Task to complete ->
Report the number of lines in the rows below that contain the string "negative". Give only the number.

Material supplied ->
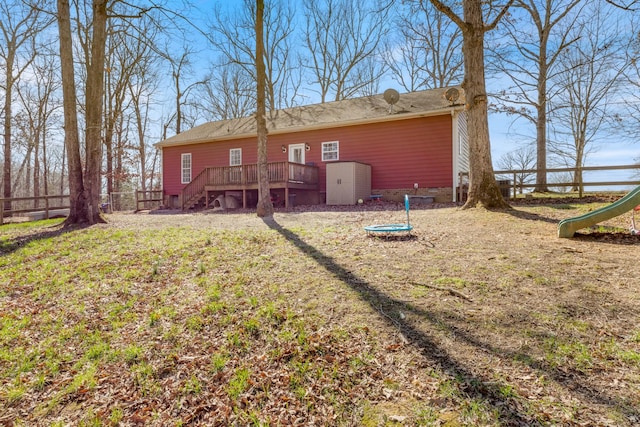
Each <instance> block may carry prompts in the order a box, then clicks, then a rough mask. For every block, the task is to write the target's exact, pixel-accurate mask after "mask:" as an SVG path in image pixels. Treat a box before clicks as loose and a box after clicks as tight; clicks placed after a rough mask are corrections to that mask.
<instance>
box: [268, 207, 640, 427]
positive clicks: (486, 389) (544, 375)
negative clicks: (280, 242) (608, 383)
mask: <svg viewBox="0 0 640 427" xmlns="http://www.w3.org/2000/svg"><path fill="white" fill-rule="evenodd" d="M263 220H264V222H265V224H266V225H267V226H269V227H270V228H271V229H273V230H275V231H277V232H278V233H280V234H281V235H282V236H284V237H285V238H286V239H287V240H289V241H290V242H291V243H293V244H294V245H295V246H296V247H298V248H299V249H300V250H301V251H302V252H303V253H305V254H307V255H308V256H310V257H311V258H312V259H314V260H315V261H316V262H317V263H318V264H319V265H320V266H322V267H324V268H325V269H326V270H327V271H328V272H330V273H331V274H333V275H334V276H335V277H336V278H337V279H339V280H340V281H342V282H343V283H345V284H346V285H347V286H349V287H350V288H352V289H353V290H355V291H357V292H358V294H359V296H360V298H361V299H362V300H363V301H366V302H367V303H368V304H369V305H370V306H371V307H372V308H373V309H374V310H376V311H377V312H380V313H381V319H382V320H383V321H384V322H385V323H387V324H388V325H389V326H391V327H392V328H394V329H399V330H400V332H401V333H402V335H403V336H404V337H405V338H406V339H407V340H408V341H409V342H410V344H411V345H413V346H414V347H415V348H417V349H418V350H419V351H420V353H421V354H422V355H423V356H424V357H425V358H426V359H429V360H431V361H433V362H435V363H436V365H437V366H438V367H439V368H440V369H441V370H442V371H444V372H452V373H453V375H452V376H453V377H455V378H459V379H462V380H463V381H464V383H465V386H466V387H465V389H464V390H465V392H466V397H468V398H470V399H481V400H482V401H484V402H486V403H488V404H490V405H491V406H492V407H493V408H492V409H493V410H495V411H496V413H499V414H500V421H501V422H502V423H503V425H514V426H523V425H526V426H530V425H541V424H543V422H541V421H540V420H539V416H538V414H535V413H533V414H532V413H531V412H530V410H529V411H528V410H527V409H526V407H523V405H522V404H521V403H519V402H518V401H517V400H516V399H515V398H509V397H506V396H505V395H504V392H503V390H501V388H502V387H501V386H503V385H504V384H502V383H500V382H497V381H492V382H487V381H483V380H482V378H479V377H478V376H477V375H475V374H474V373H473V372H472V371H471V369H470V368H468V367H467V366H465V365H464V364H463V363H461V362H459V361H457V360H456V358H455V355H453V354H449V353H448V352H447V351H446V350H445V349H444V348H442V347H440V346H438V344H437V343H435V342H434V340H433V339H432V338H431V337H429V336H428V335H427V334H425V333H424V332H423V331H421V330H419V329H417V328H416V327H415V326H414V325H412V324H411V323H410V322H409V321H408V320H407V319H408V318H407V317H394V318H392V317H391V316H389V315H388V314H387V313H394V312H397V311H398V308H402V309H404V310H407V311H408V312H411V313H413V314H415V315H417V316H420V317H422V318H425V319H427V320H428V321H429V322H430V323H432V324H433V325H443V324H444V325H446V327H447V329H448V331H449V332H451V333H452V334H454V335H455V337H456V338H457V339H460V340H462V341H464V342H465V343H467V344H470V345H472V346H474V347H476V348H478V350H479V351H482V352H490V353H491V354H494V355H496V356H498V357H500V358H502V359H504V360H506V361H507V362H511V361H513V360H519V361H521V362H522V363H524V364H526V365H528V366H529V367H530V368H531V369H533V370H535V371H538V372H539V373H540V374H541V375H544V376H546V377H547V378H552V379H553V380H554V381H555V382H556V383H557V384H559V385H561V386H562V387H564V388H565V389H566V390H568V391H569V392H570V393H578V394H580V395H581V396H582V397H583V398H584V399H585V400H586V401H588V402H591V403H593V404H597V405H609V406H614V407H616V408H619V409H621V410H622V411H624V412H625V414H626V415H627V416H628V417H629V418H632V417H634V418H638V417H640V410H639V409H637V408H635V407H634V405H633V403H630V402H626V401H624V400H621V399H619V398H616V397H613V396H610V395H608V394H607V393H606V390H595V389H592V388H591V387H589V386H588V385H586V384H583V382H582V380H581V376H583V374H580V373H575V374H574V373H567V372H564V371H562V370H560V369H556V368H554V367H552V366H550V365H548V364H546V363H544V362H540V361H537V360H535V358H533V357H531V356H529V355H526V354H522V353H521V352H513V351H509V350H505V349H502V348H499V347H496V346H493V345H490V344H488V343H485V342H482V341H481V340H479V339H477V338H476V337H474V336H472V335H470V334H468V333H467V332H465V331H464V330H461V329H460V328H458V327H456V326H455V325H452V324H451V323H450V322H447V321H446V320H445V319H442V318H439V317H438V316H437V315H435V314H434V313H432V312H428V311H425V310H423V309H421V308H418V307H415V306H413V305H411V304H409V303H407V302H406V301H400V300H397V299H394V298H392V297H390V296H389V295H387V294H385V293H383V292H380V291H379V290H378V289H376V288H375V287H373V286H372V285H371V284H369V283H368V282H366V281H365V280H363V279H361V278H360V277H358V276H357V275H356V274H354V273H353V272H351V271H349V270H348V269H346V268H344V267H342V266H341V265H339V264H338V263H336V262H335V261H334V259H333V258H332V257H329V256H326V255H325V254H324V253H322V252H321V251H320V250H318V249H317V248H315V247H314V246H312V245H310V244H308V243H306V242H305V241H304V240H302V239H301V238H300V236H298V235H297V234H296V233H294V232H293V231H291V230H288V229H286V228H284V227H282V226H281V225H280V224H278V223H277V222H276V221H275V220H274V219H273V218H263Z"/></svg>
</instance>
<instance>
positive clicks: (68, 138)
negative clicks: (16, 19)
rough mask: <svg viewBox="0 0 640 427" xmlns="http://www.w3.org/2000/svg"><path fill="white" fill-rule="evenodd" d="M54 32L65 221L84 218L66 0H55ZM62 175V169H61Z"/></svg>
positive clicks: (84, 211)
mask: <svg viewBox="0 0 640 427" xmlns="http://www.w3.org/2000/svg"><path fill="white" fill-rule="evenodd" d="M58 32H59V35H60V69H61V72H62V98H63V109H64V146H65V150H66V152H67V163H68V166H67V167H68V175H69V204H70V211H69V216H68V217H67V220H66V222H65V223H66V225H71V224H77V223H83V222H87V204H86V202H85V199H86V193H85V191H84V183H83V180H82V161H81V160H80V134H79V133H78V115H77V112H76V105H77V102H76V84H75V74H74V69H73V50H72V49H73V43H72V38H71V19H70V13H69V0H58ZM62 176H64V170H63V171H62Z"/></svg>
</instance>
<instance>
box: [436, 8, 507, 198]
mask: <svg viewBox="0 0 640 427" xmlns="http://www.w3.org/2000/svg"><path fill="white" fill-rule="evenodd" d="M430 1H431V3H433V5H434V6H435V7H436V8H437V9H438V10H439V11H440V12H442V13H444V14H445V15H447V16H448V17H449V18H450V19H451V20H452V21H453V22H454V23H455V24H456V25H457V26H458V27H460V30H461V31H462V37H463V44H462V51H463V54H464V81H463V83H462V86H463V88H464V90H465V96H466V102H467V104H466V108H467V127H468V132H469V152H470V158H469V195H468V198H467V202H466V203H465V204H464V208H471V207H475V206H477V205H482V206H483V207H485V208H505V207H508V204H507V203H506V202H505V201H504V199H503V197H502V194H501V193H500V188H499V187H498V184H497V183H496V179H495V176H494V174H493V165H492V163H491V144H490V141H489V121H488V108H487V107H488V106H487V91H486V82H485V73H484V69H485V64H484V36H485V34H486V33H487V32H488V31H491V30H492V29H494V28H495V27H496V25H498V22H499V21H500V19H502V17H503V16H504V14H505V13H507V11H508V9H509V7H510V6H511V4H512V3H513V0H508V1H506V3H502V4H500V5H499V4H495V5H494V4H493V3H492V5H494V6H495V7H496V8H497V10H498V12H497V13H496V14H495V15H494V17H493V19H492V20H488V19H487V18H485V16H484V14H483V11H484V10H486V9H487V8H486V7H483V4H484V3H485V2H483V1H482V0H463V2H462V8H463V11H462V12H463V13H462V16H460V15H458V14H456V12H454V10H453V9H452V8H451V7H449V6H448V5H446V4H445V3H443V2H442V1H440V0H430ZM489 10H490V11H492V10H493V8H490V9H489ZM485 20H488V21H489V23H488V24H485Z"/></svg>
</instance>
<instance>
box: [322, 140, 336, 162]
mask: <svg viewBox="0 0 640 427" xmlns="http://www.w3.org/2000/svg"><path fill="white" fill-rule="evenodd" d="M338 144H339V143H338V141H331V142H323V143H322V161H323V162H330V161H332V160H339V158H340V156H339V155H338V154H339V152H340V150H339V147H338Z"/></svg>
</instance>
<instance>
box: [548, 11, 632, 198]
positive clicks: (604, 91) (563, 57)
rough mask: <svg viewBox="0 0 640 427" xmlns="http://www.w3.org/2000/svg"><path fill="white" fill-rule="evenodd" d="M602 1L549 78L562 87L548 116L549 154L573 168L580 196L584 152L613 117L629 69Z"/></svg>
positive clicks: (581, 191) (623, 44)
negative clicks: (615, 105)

Solution to this task ->
3